RECORDS FOR THIS EXERCISE >>
▽

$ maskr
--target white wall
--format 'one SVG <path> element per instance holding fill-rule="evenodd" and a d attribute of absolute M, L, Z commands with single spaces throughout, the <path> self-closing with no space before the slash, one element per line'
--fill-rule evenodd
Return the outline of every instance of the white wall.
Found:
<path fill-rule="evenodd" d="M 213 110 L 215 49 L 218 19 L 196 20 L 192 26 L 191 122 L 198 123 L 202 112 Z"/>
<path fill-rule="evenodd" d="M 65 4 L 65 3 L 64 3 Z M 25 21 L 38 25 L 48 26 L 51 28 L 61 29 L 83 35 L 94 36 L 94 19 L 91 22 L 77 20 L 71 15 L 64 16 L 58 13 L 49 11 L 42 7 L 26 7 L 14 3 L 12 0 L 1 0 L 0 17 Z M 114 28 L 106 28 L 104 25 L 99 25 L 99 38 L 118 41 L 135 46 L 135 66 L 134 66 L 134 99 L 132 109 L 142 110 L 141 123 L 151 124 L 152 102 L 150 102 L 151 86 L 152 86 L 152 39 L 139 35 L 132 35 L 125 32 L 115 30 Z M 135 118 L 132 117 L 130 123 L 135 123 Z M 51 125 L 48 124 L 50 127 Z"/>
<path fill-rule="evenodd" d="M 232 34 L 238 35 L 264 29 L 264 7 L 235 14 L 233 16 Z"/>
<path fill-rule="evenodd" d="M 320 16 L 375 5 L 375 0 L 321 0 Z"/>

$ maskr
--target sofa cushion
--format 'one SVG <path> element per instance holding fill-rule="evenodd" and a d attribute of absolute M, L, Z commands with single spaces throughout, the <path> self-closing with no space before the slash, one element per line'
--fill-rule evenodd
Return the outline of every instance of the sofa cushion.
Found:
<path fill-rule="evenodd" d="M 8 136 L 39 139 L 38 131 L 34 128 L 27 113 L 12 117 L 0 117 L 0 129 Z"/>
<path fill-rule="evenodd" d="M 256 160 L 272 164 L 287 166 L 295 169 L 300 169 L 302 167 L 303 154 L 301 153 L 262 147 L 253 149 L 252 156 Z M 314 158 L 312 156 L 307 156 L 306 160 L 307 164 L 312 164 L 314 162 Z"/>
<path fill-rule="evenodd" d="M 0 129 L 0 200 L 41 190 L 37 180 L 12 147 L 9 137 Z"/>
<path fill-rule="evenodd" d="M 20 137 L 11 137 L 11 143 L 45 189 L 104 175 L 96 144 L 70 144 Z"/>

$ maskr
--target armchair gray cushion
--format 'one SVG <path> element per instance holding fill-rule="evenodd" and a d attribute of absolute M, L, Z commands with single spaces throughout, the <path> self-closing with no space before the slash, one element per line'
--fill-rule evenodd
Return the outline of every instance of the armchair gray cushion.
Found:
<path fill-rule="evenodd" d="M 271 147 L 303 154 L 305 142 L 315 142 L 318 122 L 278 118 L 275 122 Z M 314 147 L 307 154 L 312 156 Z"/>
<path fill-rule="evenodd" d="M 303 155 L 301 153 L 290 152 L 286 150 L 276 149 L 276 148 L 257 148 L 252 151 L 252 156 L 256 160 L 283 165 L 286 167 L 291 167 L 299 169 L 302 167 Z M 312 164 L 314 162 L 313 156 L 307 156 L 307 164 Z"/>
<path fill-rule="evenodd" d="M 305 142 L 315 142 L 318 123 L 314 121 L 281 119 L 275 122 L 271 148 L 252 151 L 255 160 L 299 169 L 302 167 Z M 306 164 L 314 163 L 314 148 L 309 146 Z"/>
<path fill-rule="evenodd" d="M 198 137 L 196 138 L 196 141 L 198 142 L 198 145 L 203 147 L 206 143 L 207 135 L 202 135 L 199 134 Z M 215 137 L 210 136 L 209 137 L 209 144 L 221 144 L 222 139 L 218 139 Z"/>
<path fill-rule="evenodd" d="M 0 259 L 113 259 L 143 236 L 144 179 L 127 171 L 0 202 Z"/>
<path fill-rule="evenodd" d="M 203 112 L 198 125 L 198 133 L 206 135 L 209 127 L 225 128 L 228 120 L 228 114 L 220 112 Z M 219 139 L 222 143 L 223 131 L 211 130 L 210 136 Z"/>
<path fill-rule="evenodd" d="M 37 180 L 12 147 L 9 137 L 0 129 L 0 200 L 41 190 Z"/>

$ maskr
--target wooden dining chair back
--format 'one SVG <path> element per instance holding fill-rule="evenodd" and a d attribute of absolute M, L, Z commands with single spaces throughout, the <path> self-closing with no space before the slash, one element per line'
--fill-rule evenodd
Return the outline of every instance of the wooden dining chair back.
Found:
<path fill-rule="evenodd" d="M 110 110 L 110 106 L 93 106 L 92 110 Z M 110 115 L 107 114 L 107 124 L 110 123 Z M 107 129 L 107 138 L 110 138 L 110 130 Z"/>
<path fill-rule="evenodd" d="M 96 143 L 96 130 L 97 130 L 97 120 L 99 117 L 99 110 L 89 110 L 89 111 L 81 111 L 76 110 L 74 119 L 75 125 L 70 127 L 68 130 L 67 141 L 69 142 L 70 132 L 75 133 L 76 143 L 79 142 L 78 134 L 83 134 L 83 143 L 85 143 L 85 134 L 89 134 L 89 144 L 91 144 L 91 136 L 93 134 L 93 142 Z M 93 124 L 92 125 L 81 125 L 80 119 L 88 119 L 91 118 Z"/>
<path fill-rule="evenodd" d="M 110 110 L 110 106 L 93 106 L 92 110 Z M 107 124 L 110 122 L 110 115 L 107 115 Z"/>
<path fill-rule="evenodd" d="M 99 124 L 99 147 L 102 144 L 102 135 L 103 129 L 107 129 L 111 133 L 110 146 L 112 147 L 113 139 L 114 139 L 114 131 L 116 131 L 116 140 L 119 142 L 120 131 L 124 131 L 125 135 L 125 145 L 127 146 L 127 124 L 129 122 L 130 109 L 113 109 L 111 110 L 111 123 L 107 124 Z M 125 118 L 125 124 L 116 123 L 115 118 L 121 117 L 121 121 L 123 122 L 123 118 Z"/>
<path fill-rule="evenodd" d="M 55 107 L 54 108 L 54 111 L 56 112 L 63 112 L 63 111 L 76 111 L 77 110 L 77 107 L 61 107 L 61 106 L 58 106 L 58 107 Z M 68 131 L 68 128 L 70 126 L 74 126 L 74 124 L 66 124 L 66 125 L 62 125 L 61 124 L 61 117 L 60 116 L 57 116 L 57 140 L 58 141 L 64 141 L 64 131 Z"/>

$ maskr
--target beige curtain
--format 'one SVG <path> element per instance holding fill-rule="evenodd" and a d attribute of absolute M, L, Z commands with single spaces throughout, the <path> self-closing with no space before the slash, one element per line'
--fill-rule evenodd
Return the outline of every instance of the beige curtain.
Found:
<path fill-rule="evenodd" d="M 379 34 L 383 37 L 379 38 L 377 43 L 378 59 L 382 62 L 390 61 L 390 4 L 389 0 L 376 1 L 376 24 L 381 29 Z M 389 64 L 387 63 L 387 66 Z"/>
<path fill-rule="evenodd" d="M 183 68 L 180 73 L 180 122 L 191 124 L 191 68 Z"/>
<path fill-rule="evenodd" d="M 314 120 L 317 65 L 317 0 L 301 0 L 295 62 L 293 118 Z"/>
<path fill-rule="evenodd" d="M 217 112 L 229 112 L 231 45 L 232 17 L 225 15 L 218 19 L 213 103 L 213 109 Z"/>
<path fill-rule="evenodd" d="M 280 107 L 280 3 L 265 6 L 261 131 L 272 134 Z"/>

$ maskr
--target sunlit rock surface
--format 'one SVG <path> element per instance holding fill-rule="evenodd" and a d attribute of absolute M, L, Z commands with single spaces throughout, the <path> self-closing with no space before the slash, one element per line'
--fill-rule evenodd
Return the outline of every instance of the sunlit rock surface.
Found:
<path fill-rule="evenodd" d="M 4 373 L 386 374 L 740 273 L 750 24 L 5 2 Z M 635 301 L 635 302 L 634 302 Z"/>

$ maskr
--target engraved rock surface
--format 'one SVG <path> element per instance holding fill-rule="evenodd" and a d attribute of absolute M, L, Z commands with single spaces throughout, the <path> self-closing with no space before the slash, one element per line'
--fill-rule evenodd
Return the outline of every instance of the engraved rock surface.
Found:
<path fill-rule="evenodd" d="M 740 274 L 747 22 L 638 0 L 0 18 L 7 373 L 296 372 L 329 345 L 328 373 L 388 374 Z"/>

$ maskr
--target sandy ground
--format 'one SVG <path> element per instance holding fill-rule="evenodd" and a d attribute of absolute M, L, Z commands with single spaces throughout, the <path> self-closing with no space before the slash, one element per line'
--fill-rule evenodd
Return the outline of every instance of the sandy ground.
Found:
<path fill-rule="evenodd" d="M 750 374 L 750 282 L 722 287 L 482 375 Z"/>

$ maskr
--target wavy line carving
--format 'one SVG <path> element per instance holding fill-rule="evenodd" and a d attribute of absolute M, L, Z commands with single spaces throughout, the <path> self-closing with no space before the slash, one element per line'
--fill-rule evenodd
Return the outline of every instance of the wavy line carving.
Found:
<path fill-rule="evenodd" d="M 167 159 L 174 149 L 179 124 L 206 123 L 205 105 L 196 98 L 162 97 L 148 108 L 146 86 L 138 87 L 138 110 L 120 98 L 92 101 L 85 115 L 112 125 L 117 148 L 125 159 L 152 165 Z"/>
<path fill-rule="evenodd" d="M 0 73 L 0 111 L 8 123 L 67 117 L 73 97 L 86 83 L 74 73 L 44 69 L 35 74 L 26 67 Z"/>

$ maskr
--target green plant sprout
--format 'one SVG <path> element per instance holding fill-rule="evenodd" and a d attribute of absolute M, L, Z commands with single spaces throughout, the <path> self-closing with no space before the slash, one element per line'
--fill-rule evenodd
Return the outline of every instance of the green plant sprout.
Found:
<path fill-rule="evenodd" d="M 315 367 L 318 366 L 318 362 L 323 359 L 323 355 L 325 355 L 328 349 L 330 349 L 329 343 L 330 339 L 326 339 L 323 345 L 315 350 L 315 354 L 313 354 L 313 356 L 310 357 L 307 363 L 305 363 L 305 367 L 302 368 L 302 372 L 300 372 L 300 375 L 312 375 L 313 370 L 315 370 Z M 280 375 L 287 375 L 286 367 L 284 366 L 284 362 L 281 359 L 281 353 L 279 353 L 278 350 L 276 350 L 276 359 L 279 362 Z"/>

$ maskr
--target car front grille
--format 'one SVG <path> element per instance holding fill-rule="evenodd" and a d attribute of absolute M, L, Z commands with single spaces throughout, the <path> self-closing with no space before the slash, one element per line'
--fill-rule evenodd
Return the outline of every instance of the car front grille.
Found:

△

All that is needed is the exact run of lines above from the line containing "--target wooden dining chair back" through the line containing "Return the outline of every instance of the wooden", both of them included.

--target wooden dining chair back
--format 'one SVG <path> element per instance holding fill-rule="evenodd" and a d attribute of absolute M, L, Z commands with single spaces throughout, the <path> self-closing with no space before the slash, one element per line'
--fill-rule evenodd
Return the outline of every instance of the wooden dining chair back.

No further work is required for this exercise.